■ **Exercise A**: In the forum thread, at what address is the kernel loaded?
■ **Exercise B**: From the forum thread, copy the part that opens with the words containing "ld -Ttext=0x1000 --oformat" and closes with "files be compiled.".
■ **Exercise C**: Summarize the forum thread in two sentences.

■ **Article**:

──────────────────────────────

Page 1 of 1

strange problem

Posted: Fri Dec 19, 2003 5:17 am
by shahzad
i'm facing two problems

1)
The size of my kernel was 21.8k ,but when i added just one function ,it increased from 21.8k to 26.1k.
The command i'm using to link asm and c files is

Code: Select all

ld -Ttext=0x1000 --oformat binary -o kernel.bin kernel_asm.o kernel_c.o
Please tell me why size increased so much by adding just one function.
(i think it has something to do with linker script)

2)

After this i add an array of 360 bytes.then read something from floppy everything goes fine.But when i call that fuction which reads from floppy from some other function ,floppy drive motor turns on and then everything hangs.
No interrupt is recieved after that.
When i removed that array of 360 bytes.everything works OK again.
Please tell me what might be causing problem.

Is my code falling in wrong memory location.I'm loading my kernel at address 0000:1000 and size of kernel is between 26 and 27k.

Is it something to do with compiler gcc .I'm including all header and implementation files in one main file and then compiling the main file to get all the files be compiled.


IS it something to do with linker. the command i'm using to link is given in problem 1)

You may say that there might be a bug in code but then why code works fine when i remove array or reduce its size.Why code works ok in one funtion even when i keep the array of 360 bytes and doesn't work when called from some other function.

Re:strange problem

Posted: Fri Dec 19, 2003 5:51 am
by Tim
shahzad wrote:Please tell me why size increased so much by adding just one function.
(i think it has something to do with linker script)
Alignment. This is normal and you shouldn't worry about it. When you added your new function, your code binary spilled over into another page, consisting of a bit of code followed by lots of zeroes. You should find that if you add another function, the file will stay the same size, and the new code will fill up these zeroes.

──────────────────────────────

■ **Data segment**:
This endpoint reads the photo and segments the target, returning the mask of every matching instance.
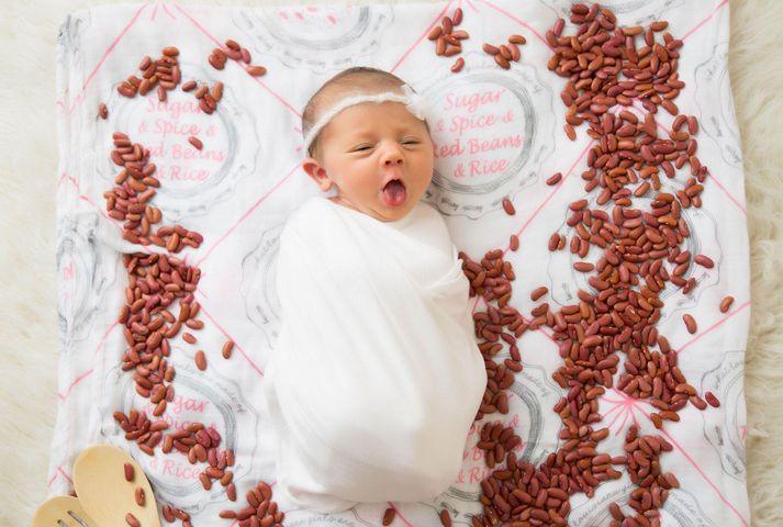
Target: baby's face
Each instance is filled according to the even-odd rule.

──────────────────────────────

■ **Correct output A**: 0000:1000

■ **Correct output B**:
ld -Ttext=0x1000 --oformat binary -o kernel.bin kernel_asm.o kernel_c.o
Please tell me why size increased so much by adding just one function.
(i think it has something to do with linker script)

2)

After this i add an array of 360 bytes.then read something from floppy everything goes fine.But when i call that fuction which reads from floppy from some other function ,floppy drive motor turns on and then everything hangs.
No interrupt is recieved after that.
When i removed that array of 360 bytes.everything works OK again.
Please tell me what might be causing problem.

Is my code falling in wrong memory location.I'm loading my kernel at address 0000:1000 and size of kernel is between 26 and 27k.

Is it something to do with compiler gcc .I'm including all header and implementation files in one main file and then compiling the main file to get all the files be compiled.

■ **Correct output C**: Shahzad reports that adding one function grew the kernel from 21.8k to 26.1k, and that after adding a 360-byte array, calling the floppy-reading function from another function turns on the drive motor and then hangs everything, while removing the array makes it work again. Tim answers that the size jump comes from alignment and is normal: the binary spilled into another page of a bit of code followed by zeroes, which another function would fill without changing the file size.